# DIRECTIONS FOR THIS TASK:
Write out exactly the lines running from the one that contains "form: [174, 216]." through the end of the material.

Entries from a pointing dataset
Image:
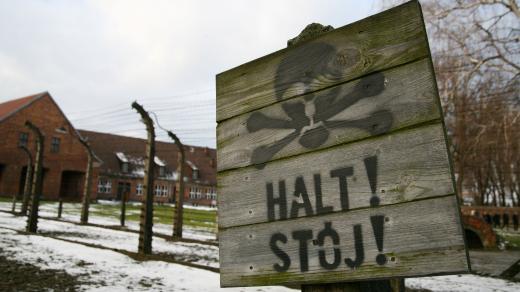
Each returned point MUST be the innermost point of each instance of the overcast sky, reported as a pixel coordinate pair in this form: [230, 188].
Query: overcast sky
[96, 57]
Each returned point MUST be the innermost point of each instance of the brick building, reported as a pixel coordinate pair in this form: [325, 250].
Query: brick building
[118, 167]
[65, 158]
[122, 170]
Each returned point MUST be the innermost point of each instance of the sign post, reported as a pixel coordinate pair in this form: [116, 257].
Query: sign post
[333, 163]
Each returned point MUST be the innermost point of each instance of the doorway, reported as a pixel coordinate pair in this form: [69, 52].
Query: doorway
[123, 188]
[71, 183]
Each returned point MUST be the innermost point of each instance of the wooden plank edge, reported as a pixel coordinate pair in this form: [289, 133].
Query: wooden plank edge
[282, 51]
[450, 159]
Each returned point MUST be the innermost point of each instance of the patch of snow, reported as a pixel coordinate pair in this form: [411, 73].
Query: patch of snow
[122, 157]
[158, 161]
[103, 270]
[456, 283]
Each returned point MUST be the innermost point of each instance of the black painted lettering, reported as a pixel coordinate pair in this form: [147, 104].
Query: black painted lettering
[301, 191]
[319, 197]
[286, 260]
[358, 245]
[303, 236]
[378, 226]
[342, 174]
[330, 232]
[281, 201]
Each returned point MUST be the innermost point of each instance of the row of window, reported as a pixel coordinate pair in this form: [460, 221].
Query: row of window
[24, 139]
[196, 193]
[209, 196]
[105, 187]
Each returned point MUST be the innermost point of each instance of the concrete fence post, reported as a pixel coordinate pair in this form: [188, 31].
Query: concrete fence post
[146, 224]
[32, 220]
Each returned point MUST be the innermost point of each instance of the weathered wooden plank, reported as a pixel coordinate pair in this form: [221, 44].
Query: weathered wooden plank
[413, 239]
[388, 39]
[409, 165]
[405, 96]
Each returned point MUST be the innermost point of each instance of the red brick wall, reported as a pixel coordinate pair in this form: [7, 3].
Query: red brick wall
[71, 156]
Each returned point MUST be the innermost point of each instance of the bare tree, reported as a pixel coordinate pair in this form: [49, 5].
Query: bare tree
[476, 54]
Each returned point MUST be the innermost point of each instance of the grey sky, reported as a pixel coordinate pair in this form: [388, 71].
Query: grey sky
[96, 57]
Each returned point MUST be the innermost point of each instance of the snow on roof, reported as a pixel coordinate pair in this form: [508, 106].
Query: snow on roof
[122, 157]
[159, 162]
[192, 165]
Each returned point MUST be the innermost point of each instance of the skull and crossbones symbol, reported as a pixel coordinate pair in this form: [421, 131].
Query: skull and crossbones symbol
[310, 118]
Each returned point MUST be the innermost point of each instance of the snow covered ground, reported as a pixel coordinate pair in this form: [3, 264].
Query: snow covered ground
[192, 252]
[71, 212]
[105, 270]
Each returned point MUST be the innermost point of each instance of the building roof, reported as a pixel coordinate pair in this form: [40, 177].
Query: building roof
[13, 106]
[111, 148]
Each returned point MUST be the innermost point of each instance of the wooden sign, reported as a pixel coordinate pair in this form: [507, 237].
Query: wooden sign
[332, 161]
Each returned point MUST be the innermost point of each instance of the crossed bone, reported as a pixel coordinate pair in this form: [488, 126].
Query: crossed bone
[311, 121]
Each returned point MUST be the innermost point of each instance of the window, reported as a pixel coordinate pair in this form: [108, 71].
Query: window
[195, 174]
[104, 186]
[55, 145]
[23, 139]
[164, 191]
[124, 167]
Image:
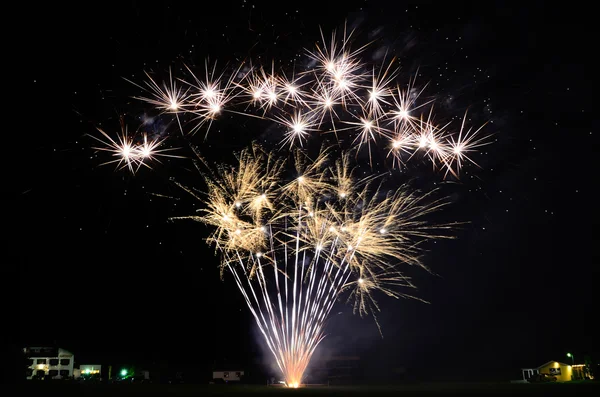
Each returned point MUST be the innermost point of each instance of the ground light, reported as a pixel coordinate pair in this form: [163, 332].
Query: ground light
[572, 358]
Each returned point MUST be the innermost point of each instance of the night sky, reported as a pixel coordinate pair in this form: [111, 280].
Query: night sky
[105, 275]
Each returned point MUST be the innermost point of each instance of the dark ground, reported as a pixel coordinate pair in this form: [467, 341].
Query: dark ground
[425, 389]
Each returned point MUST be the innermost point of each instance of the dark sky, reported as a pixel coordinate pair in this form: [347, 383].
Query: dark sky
[104, 274]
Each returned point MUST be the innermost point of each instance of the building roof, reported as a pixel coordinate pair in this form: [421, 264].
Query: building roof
[549, 362]
[228, 370]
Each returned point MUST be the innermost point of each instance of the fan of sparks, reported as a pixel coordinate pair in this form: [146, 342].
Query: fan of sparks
[363, 105]
[294, 241]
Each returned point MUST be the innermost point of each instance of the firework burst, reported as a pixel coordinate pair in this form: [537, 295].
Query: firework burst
[296, 234]
[367, 106]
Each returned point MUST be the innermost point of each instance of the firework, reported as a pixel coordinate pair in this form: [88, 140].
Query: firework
[364, 105]
[132, 151]
[296, 234]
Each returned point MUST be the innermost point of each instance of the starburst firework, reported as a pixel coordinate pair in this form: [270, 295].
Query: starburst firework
[365, 105]
[295, 238]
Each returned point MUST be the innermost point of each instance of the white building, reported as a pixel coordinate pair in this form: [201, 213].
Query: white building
[227, 376]
[56, 363]
[87, 370]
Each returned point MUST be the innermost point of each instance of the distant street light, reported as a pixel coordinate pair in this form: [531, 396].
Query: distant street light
[572, 358]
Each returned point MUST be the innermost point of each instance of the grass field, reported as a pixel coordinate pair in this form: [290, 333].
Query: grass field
[421, 390]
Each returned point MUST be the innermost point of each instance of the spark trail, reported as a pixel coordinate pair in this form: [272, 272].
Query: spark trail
[293, 245]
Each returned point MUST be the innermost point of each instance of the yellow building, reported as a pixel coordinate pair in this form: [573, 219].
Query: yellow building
[561, 371]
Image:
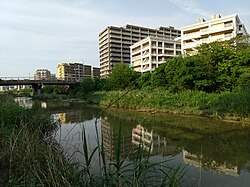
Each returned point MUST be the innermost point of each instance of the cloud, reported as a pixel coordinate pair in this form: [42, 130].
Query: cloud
[191, 6]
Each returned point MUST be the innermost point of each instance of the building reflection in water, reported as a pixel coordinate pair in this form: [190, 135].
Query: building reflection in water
[152, 142]
[200, 161]
[70, 117]
[110, 139]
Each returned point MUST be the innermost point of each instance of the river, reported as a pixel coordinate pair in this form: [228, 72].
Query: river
[213, 153]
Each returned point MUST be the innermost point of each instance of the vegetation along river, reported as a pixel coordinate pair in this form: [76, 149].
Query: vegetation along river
[212, 152]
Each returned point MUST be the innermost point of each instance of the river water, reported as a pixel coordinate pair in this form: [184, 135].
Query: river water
[214, 153]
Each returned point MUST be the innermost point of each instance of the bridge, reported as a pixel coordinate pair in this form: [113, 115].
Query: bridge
[36, 84]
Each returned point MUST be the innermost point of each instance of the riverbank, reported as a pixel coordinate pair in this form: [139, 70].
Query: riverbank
[226, 106]
[29, 156]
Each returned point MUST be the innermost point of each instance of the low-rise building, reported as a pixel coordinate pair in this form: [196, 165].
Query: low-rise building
[149, 53]
[73, 71]
[95, 72]
[42, 74]
[70, 71]
[217, 29]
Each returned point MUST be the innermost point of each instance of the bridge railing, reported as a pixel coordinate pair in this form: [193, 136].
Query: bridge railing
[17, 78]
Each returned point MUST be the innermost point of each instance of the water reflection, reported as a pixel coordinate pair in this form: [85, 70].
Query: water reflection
[152, 142]
[215, 153]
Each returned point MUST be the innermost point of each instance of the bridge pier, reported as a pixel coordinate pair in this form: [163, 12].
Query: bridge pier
[37, 89]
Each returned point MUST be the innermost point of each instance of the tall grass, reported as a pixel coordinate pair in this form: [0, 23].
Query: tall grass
[226, 105]
[29, 156]
[138, 170]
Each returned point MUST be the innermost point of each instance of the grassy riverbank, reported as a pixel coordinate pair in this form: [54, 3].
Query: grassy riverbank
[29, 156]
[226, 105]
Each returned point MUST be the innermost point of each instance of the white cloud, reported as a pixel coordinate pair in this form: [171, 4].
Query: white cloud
[191, 6]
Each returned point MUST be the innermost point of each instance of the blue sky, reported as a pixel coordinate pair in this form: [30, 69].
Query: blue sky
[42, 33]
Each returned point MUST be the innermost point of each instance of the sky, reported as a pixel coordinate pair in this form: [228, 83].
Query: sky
[42, 33]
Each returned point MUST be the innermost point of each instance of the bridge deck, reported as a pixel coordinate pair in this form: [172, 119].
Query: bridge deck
[36, 82]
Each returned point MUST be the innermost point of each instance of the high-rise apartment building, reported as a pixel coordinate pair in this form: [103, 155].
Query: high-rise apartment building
[42, 74]
[217, 29]
[115, 42]
[149, 53]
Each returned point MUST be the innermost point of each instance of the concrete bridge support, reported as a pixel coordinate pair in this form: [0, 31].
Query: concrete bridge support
[37, 89]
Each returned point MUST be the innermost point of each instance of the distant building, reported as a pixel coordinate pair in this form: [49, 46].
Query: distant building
[42, 74]
[14, 87]
[115, 42]
[217, 29]
[73, 71]
[149, 53]
[95, 72]
[87, 71]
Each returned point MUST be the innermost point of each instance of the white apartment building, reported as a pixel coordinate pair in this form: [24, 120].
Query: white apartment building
[115, 42]
[217, 29]
[149, 53]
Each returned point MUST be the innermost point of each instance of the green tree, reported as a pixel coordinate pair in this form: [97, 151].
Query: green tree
[122, 76]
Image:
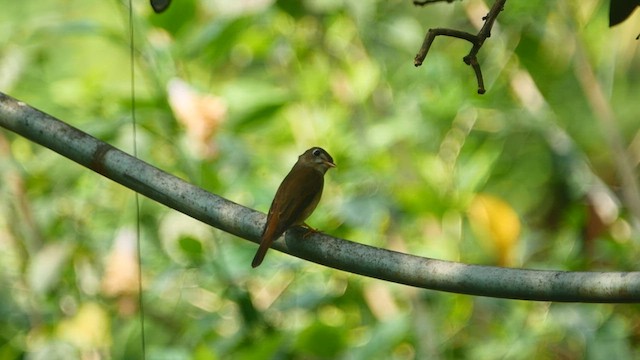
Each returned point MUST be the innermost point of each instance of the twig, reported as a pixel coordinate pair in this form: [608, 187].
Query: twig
[476, 40]
[542, 285]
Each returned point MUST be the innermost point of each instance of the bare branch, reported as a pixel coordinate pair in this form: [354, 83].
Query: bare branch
[605, 287]
[427, 2]
[477, 40]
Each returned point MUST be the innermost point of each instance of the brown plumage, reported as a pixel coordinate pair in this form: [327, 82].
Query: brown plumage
[296, 198]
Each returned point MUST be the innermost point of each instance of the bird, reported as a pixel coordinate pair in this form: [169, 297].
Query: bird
[296, 197]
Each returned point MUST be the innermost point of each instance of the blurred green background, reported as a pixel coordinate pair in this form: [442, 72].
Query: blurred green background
[228, 94]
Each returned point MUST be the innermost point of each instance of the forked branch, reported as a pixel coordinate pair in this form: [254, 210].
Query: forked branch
[476, 40]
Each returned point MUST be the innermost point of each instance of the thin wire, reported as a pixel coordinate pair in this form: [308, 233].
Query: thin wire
[135, 154]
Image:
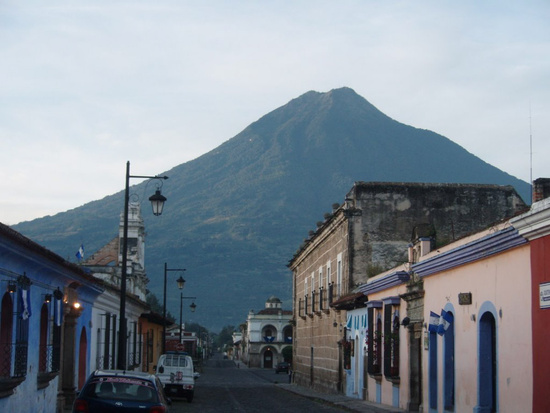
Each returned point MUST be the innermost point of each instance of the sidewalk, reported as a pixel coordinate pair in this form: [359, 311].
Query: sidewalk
[339, 400]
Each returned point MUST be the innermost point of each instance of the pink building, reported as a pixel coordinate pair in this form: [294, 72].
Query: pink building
[535, 226]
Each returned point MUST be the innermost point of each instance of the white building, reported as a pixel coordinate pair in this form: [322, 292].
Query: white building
[266, 334]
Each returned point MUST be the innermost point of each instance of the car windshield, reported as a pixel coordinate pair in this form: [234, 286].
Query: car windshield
[121, 388]
[175, 361]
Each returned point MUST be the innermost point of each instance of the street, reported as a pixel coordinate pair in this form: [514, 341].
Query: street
[223, 387]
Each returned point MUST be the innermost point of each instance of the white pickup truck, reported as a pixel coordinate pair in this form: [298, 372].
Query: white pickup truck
[176, 373]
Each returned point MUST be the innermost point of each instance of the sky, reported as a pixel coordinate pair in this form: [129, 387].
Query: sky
[86, 86]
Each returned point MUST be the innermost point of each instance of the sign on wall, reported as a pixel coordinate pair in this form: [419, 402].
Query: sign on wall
[544, 294]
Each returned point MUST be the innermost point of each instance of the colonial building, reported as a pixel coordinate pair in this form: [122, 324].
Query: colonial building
[45, 319]
[266, 335]
[144, 330]
[535, 227]
[366, 235]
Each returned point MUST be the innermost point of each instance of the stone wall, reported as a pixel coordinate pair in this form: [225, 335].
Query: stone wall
[389, 213]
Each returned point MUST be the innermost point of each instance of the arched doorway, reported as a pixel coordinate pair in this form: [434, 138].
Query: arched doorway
[82, 352]
[487, 367]
[268, 359]
[449, 366]
[43, 347]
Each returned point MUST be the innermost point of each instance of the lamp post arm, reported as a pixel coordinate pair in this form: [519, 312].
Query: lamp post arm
[122, 343]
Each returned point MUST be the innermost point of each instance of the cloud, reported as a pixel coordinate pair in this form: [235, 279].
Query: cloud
[90, 85]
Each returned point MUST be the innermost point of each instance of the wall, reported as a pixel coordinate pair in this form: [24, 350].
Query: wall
[501, 282]
[390, 212]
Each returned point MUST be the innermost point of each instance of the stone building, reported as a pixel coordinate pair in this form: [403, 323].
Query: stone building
[266, 334]
[143, 328]
[367, 234]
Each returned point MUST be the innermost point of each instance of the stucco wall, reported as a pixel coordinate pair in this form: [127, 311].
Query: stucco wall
[501, 282]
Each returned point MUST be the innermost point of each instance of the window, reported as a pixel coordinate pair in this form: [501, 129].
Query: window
[391, 337]
[44, 349]
[22, 328]
[6, 329]
[374, 359]
[339, 275]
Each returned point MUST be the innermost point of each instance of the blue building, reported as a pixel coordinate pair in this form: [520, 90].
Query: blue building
[45, 323]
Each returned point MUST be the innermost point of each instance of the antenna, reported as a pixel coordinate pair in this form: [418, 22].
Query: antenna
[530, 152]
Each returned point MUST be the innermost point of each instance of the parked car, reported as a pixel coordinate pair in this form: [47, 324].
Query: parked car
[282, 367]
[121, 391]
[176, 373]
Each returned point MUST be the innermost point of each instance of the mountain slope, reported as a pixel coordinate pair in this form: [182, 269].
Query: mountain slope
[235, 215]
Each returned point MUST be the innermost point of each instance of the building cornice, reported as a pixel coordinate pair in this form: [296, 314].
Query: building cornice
[535, 223]
[482, 248]
[384, 282]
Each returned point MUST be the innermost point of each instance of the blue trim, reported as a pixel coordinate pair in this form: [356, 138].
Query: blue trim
[395, 396]
[432, 373]
[479, 249]
[385, 282]
[374, 304]
[449, 370]
[391, 301]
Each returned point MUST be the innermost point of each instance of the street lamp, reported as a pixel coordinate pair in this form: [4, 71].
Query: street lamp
[181, 283]
[193, 307]
[157, 202]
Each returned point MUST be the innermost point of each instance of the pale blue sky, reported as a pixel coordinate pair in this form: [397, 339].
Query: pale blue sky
[87, 85]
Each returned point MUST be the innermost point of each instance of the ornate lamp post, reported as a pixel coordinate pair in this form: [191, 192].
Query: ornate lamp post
[193, 307]
[157, 202]
[181, 283]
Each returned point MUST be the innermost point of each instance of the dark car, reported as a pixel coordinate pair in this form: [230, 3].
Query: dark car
[282, 367]
[113, 391]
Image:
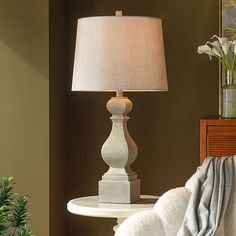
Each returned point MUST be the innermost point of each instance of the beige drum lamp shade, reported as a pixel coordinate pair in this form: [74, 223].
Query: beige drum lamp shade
[119, 53]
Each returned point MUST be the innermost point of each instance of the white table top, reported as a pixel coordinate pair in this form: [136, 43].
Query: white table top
[89, 206]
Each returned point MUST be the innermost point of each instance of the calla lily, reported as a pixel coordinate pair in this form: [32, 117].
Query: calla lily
[205, 49]
[234, 46]
[224, 42]
[225, 51]
[216, 47]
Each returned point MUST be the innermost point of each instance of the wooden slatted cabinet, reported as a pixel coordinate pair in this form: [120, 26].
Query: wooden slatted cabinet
[217, 137]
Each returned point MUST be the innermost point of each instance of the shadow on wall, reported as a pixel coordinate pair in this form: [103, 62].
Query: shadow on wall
[24, 31]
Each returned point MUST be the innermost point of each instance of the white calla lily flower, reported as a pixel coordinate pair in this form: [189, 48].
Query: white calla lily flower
[216, 47]
[224, 42]
[225, 51]
[234, 46]
[205, 49]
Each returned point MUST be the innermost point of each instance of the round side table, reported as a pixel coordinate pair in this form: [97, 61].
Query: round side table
[89, 206]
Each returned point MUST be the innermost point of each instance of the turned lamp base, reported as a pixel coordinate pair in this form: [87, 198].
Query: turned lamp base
[119, 184]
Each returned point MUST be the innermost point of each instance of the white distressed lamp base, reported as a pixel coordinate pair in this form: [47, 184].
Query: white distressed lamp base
[119, 184]
[119, 191]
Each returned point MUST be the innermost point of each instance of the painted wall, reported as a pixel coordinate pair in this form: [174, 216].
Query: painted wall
[164, 125]
[57, 100]
[24, 103]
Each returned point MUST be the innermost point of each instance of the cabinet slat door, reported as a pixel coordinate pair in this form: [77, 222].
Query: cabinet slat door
[218, 138]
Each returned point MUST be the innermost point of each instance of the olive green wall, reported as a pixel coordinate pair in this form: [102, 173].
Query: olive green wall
[57, 117]
[24, 103]
[164, 125]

# FULL ANSWER:
Each returned point MUST be the innermost point of each instance of the painted wall, reported as a pixel coordinate pair in this form: [174, 216].
Query: painted wall
[164, 125]
[57, 100]
[24, 103]
Each returned point MUST be the innermost point of each instance of the cabinet slat door, reported as a pixel coordinate pair in this form: [77, 222].
Query: cabinet slat door
[218, 138]
Each returned point MUST be the innermost point of each instance of the olive green wall, reported as a pixel coordinate pair in this form: [102, 173].
Query: olive green wall
[57, 117]
[24, 103]
[164, 125]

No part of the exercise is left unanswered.